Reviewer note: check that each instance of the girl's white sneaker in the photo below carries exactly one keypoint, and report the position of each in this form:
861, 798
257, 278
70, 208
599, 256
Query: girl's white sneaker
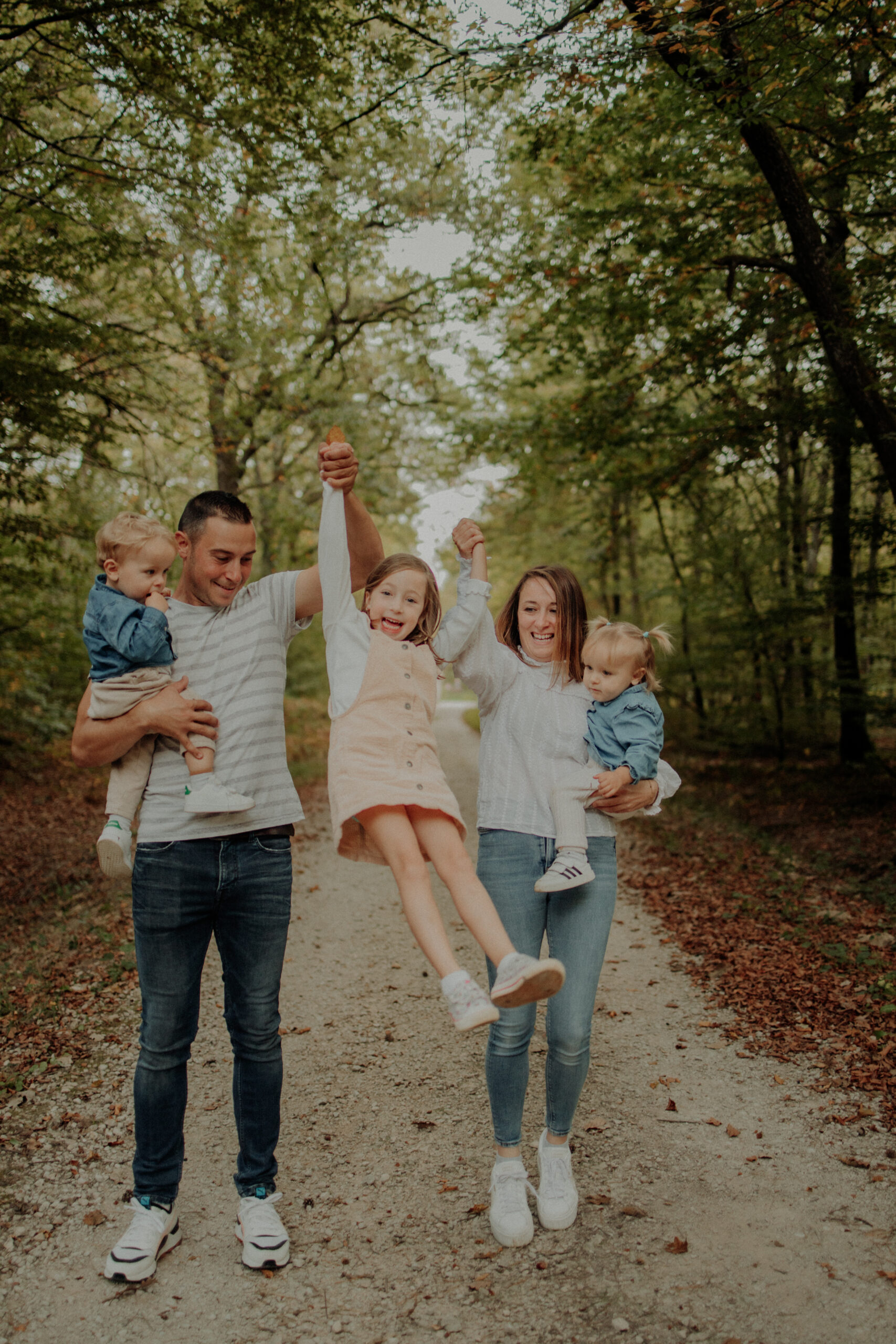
========================================================================
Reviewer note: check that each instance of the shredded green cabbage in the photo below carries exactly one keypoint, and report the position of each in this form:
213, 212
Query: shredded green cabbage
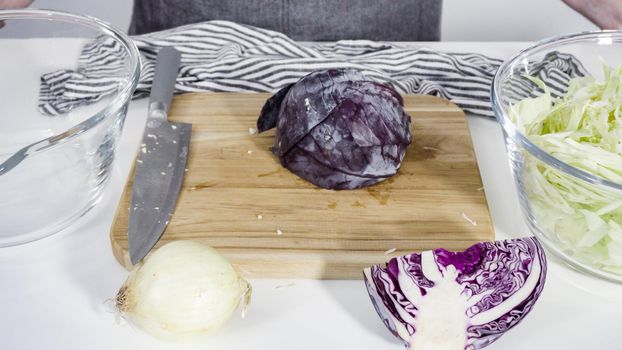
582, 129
========================================================================
Problem: Would you output, from the records above, exactly the run of lines that starts at the line containing "Reviewer note: check that each instance of the girl's" and ends at the line containing "Query: girl's white sneaker", and only that run?

Output for this exercise:
Reviewer note: check that each instance of the girl's white sneaker in the photo below carries exactly one keypoint, and report the position of each in this form:
861, 798
257, 278
70, 208
599, 256
Query: girl's white sneaker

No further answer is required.